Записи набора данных
────────

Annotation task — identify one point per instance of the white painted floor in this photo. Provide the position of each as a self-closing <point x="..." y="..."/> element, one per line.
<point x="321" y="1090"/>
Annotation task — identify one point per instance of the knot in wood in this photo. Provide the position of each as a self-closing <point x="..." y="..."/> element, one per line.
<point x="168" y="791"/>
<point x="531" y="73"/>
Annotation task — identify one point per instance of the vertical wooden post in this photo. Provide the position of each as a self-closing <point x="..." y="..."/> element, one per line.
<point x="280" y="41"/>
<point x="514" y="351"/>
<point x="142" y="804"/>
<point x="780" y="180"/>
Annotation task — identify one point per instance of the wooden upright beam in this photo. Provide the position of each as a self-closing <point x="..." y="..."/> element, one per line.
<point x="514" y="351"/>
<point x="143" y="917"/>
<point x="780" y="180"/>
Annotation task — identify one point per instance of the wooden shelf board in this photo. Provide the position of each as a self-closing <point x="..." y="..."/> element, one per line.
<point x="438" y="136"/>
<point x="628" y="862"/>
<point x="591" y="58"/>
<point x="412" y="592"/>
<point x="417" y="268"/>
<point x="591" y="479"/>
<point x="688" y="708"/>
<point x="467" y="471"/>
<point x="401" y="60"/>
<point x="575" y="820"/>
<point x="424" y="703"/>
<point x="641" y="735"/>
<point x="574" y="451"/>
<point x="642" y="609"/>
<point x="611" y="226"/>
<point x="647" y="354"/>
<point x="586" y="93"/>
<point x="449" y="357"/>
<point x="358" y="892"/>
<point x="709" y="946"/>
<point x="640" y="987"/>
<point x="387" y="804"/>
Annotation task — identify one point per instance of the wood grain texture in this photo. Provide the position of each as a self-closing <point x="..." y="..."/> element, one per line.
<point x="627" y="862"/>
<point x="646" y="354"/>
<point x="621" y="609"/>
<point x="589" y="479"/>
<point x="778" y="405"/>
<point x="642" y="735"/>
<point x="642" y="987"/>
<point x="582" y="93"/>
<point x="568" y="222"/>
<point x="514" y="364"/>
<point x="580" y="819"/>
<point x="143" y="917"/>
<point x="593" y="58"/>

────────

### СУТЬ ЗАДАНИЯ
Перепишите строки записей от строки с «the wood grain» до конца записей включительно, вместе с запросами. Увеличьте каждую координату точек в ответах на 22.

### РЕЗУЛЬТАТ УПРАЖНЕНИЯ
Annotation task — identify one point per instance of the wood grain texture in this photo. Provide the position of each as a self-closing <point x="..." y="..."/> element, one per line.
<point x="649" y="884"/>
<point x="668" y="376"/>
<point x="643" y="631"/>
<point x="611" y="501"/>
<point x="800" y="427"/>
<point x="664" y="757"/>
<point x="664" y="1009"/>
<point x="604" y="115"/>
<point x="590" y="244"/>
<point x="536" y="386"/>
<point x="602" y="841"/>
<point x="165" y="939"/>
<point x="615" y="80"/>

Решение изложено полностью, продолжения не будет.